• **Requirements**
Swap "fabric canopy" for "shade canopy" in the stretch from the line containing "Where can the white tensioned" through the line containing "pixel 379 81", and write out those lines again with nothing else changed.

• **Dataset excerpts on pointing at objects**
++++++++++

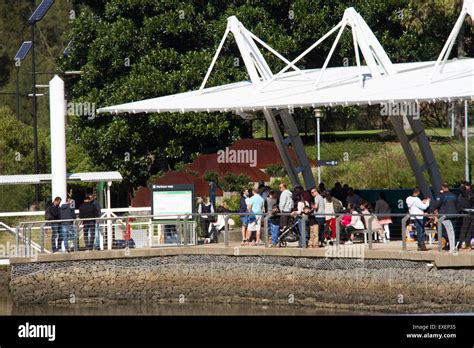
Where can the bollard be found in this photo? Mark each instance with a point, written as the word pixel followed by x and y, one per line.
pixel 17 241
pixel 28 242
pixel 42 238
pixel 186 217
pixel 304 221
pixel 404 236
pixel 265 226
pixel 369 228
pixel 178 230
pixel 440 231
pixel 338 230
pixel 226 231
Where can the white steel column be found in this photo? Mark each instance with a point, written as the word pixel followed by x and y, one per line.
pixel 466 139
pixel 57 112
pixel 109 214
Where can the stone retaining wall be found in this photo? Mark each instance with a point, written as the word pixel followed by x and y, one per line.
pixel 217 278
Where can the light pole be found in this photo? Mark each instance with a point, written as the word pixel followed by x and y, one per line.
pixel 19 56
pixel 318 114
pixel 37 15
pixel 466 140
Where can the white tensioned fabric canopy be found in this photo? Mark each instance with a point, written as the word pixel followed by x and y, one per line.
pixel 339 86
pixel 379 81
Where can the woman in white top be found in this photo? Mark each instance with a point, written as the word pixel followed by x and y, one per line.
pixel 330 219
pixel 376 226
pixel 356 223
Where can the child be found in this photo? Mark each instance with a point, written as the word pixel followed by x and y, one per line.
pixel 274 222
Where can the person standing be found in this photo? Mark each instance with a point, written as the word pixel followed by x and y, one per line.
pixel 465 201
pixel 331 206
pixel 88 210
pixel 96 227
pixel 446 203
pixel 381 208
pixel 355 223
pixel 285 204
pixel 416 207
pixel 256 208
pixel 319 208
pixel 243 211
pixel 301 204
pixel 67 227
pixel 205 207
pixel 52 214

++++++++++

• **Exercise solution**
Where can the white tensioned shade canopy be found in this photo? Mark each instance with a point, written as the word pixel followed by x and y, one per line.
pixel 339 86
pixel 379 81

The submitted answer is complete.